◆ **Tarefas e exercícios**:
[a] Liste, na ordem em que aparecem, todos os nomes de pessoas mencionados no texto sobre o realismo literário.
[b] Coloque em uma tabela Markdown, com as colunas Nº e Linha, as linhas dos registros que começam na linha com "Q: Where is the flagstone" e seguem até a linha com "0, 99, 201, 204", ambas incluídas. Deixe de fora as linhas em branco.

Sim, comemos de tudo, antropófagos, como queria Oswald de Andrade, mas a digestão literária é pesada e excruciante. O espírito do realismo não é uma técnica da frase nem o fantasma herético, ou apenas ridículo, de um narrador onisciente caçado sem tréguas pelo sentimento crítico retromoderno; é uma visão de mundo, um pacote inteiro de representação da realidade que pressupõe o poder máximo da prosa, um homem incompleto e desenraizado, e, enfim, uma viva cultura urbana (e todo o sistema de valor que lhe é correlato).
5 Comentários
Obrigado por postar isto aqui, Sérgio. É muito bom que esse livro do Tezza esteja saindo. A cultura brasileira precisa não só desse tipo de teoria destemida, mas desse tipo de publicação mesmo. Eu moro nos EUA há 5 anos e o seu blog é um dos poucos lugares que uso para me atualizar sobre o que acontece aí. Muito bom trabalho!
Obrigado, Cole. Um grande abraço.

◆ **Registros**:
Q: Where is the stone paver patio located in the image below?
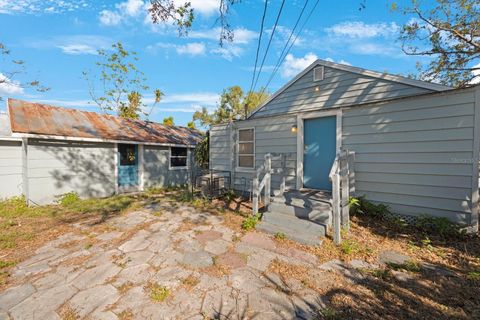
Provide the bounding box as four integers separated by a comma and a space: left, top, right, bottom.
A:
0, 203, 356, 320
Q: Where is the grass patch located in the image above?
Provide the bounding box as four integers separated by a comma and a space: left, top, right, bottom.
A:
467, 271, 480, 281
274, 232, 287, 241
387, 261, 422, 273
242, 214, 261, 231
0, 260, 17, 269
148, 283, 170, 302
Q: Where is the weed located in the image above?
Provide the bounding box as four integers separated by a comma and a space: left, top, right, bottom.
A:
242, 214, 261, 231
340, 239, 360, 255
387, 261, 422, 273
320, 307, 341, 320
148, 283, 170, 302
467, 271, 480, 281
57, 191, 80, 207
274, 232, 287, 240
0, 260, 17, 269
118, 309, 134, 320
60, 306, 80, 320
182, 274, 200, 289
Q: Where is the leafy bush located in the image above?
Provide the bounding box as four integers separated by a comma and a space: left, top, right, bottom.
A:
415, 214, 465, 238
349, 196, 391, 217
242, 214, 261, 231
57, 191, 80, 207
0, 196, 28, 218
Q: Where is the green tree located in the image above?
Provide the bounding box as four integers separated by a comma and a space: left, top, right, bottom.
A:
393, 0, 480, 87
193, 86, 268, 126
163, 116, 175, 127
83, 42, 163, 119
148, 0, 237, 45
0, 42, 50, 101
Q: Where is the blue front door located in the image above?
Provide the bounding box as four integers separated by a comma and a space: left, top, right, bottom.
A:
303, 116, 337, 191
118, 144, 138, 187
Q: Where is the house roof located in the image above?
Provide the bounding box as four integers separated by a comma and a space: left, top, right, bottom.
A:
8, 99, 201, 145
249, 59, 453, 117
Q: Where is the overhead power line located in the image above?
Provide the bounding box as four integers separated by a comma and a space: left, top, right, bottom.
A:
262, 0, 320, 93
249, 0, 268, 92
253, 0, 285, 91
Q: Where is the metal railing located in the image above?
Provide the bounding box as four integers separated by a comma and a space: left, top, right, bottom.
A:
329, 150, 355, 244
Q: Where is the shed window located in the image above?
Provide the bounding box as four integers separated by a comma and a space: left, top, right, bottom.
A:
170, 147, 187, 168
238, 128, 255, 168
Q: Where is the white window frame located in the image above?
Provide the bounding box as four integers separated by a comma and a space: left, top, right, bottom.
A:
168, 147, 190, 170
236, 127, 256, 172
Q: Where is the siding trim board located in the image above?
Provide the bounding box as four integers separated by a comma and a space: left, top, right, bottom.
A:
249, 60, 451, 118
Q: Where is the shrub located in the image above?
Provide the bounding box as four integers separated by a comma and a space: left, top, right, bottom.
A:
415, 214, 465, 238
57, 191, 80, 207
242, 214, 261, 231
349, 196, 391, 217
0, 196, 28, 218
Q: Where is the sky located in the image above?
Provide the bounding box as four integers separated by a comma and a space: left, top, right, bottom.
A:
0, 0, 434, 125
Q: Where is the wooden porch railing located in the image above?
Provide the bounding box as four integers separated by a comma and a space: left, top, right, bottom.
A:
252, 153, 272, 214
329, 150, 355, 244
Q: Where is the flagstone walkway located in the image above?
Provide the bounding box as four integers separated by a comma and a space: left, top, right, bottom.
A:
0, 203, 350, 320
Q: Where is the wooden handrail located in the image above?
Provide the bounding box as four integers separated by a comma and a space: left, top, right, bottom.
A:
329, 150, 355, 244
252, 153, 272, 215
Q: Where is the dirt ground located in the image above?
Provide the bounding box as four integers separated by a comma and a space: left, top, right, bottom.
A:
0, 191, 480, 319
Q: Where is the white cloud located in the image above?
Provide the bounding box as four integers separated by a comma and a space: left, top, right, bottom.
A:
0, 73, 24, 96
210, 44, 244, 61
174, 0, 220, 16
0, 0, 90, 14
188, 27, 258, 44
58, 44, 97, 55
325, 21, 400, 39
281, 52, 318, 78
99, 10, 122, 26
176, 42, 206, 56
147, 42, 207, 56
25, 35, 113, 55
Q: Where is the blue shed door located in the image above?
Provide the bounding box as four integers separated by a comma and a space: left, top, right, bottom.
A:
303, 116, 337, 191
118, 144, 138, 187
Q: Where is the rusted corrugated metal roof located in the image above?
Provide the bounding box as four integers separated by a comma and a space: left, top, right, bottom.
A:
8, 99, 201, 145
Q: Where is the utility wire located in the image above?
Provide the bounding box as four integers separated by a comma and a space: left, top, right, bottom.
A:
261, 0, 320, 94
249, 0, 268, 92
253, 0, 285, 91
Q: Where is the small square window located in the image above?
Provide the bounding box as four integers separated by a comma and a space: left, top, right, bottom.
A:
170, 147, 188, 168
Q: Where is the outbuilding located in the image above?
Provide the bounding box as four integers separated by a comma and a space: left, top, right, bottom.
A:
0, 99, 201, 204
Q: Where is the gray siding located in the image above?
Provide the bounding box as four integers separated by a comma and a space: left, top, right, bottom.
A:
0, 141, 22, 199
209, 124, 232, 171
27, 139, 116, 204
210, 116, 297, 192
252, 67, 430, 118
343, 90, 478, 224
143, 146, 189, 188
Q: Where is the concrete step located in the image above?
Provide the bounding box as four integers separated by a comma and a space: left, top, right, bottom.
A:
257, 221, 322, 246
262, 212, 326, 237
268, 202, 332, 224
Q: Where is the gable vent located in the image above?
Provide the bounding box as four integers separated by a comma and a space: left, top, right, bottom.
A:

◆ **Soluções comentadas**:
[a]
- Oswald de Andrade
- Sérgio
- Tezza
- Cole

[b]
| Nº | Linha |
|---|---|
| 1 | Q: Where is the flagstone walkway located in the image above? |
| 2 | Provide the bounding box as four integers separated by a comma and a space: left, top, right, bottom. |
| 3 | A: |
| 4 | 0, 203, 350, 320 |
| 5 | Q: Where is the wooden handrail located in the image above? |
| 6 | Provide the bounding box as four integers separated by a comma and a space: left, top, right, bottom. |
| 7 | A: |
| 8 | 329, 150, 355, 244 |
| 9 | 252, 153, 272, 215 |
| 10 | Q: Where is the dirt ground located in the image above? |
| 11 | Provide the bounding box as four integers separated by a comma and a space: left, top, right, bottom. |
| 12 | A: |
| 13 | 0, 191, 480, 319 |
| 14 | Q: Where is the white cloud located in the image above? |
| 15 | Provide the bounding box as four integers separated by a comma and a space: left, top, right, bottom. |
| 16 | A: |
| 17 | 0, 73, 24, 96 |
| 18 | 210, 44, 244, 61 |
| 19 | 174, 0, 220, 16 |
| 20 | 0, 0, 90, 14 |
| 21 | 188, 27, 258, 44 |
| 22 | 58, 44, 97, 55 |
| 23 | 325, 21, 400, 39 |
| 24 | 281, 52, 318, 78 |
| 25 | 99, 10, 122, 26 |
| 26 | 176, 42, 206, 56 |
| 27 | 147, 42, 207, 56 |
| 28 | 25, 35, 113, 55 |
| 29 | Q: Where is the blue shed door located in the image above? |
| 30 | Provide the bounding box as four integers separated by a comma and a space: left, top, right, bottom. |
| 31 | A: |
| 32 | 303, 116, 337, 191 |
| 33 | 118, 144, 138, 187 |
| 34 | Q: Where is the rusted corrugated metal roof located in the image above? |
| 35 | Provide the bounding box as four integers separated by a comma and a space: left, top, right, bottom. |
| 36 | A: |
| 37 | 8, 99, 201, 145 |
| 38 | Q: Where is the utility wire located in the image above? |
| 39 | Provide the bounding box as four integers separated by a comma and a space: left, top, right, bottom. |
| 40 | A: |
| 41 | 261, 0, 320, 94 |
| 42 | 249, 0, 268, 92 |
| 43 | 253, 0, 285, 91 |
| 44 | Q: Where is the small square window located in the image above? |
| 45 | Provide the bounding box as four integers separated by a comma and a space: left, top, right, bottom. |
| 46 | A: |
| 47 | 170, 147, 188, 168 |
| 48 | Q: Where is the outbuilding located in the image above? |
| 49 | Provide the bounding box as four integers separated by a comma and a space: left, top, right, bottom. |
| 50 | A: |
| 51 | 0, 99, 201, 204 |